====== Provided text ======

# barnes varmit gernade?



## teed (Sep 6, 2010)

so im a total newbi to this sight but i just had a quick question about the barnes varmit gernade, im trying to load up some 50gr. bullets for my remington model 700 22-250 and i went to the barnes website and printed off their load data for that round and bullet weight, they say on there that the most accurate load is with IMR4895 powder starting at 32.0 grains and a maximum of 35.0 grains, ive tryed several different charges with that powder and i cant for the life of me get the gun to shoot straight with that bullet, and its not like they are flying just a little bit........ im lucky if they hit the papper, they are all over the place (high a couple inches and right, then take another shot and its low and left, i have been as carefull as i possibly can to make all the rounds the same............ ive done so much measuring with this it isnt even funny, im relitivly new at reloading for the 22-250, i reload mainly for my 30-06 and have had very much success with that.

any ideas on whats going on with this? im at a total loss, am i missing something here making these loads?

i thought it was the scope at first so i put a 3x9 that i had that i knew was good and same thing happened with that, i bore sighted it so it was on papper just to see if it would hold some what of a group


----------



## southdakbearfan (Oct 11, 2004)

I believe the varmint grenades are very long for their weight, due to the large void in the cavity in the front of the bullet. Typically the longer the bullet the quicker the twist you will need to stabilize it correctly. I see from the barnes website they recommend a 1 in 10" twist or faster for the 50's.

Or, you gun just may not like the bullet.

I was working with a buddies 243 last year. He wanted to go with factory loads and liked remington bullets. We went out and bought some core locks, 100 gr, for deer. The target looked like we were shooting a shotgun at it, 5-6" groups, no pattern to it. We switched to a 95 gr federal fusion and it went to 3/4". It could have been the bullet or twist in that instance. Some rifles are picky, some will shoot most anything.


----------



## Savage260 (Oct 21, 2007)

Drop down to the 36gr VGs and see what you get. My Rem 700 1-14" twist, loves em, and the 1-12" Savage does very well too. I shoot the 50gr VGs out of my 1-8" .223. I think the 50s are too long for a standard twist 22-250.


----------



## teed (Sep 6, 2010)

awsome i will try dropping down to the lighter vg and see what happens, i realy apreciate the feed back!!! lol i thought about switching up the bullet also but there is something about barnes's comercials that just make a guy want to see if the vg's realy do what they claim on prairie dogs!


----------



## bearhunter (Jan 30, 2009)

what the others said, try the 36's and they should shoot fine. just DONT use em on coyotes


----------



## Savage260 (Oct 21, 2007)

Oh, they definately do what Barnes says they do on PDs. Fun to watch! I have had good luck with Varget and RL-15 and 36gr VGs.


----------



## xdeano (Jan 14, 2005)

I'll agree with bearhunter, don't use them on coyotes. They may shoot great but they aren't ment to kill coyotes, they do a lot of surface damage and on internal damage, they "splash". I loaded up some of the 62g for my 243 when they first came out. I shot a half dozen coyotes with them and every one of them were nice solid hits, they all got up and ran quite a ways before dieing. two of them required a second close shot to kill them. Not to humane if you ask me. Now prairie dogs, that's another story. If you like flying dogs and red mist these are a must have bullet. They do hold a very decent group at longer ranges even with the crappy bc that they have.

xdeano


----------

======

**Short task 1:**
Summarize the forum thread above in two sentences.
**Short task 2:**
List every powder named in the forum thread above.
**Short task 3:**
Rewrite the paragraph of the forum thread that begins "I'll agree with bearhunter" as a bulleted list, keeping its main facts.

====== Information shown ======

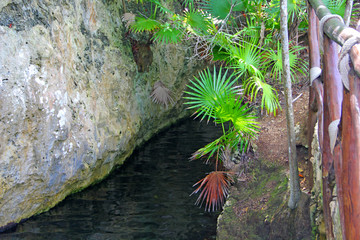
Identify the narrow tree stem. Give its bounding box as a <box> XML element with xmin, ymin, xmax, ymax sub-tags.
<box><xmin>280</xmin><ymin>0</ymin><xmax>300</xmax><ymax>209</ymax></box>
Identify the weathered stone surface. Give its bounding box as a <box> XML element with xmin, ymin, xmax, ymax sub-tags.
<box><xmin>0</xmin><ymin>0</ymin><xmax>200</xmax><ymax>227</ymax></box>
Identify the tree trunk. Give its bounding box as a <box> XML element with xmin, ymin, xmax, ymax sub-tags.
<box><xmin>280</xmin><ymin>0</ymin><xmax>300</xmax><ymax>209</ymax></box>
<box><xmin>309</xmin><ymin>0</ymin><xmax>360</xmax><ymax>76</ymax></box>
<box><xmin>344</xmin><ymin>0</ymin><xmax>354</xmax><ymax>27</ymax></box>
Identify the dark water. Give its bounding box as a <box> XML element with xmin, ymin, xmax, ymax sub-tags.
<box><xmin>0</xmin><ymin>120</ymin><xmax>221</xmax><ymax>240</ymax></box>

======

**Exercise response 1:**
A new reloader using 50-grain Barnes Varmint Grenade bullets with IMR4895 powder in a Remington Model 700 22-250 cannot get a group, and the shots barely hit the paper even after a scope swap. Other members suggest that the bullets are too long for the rifle's twist and recommend the 36-grain Varmint Grenades, which they say perform well on prairie dogs but should not be used on coyotes.

**Exercise response 2:**
- IMR4895
- Varget
- RL-15

**Exercise response 3:**
- Agrees with bearhunter that these bullets should not be used on coyotes.
- The bullets cause a lot of surface damage, and internally they "splash."
- The poster loaded 62-grain ones for a 243 when they first came out and shot six coyotes with them.
- Every hit was solid, yet all of the coyotes ran quite a way before dying, and two needed a second close shot. The poster considers this not very humane.
- On prairie dogs they are a must-have for anyone who likes flying dogs and red mist.
- They hold a decent group at longer ranges despite their poor BC.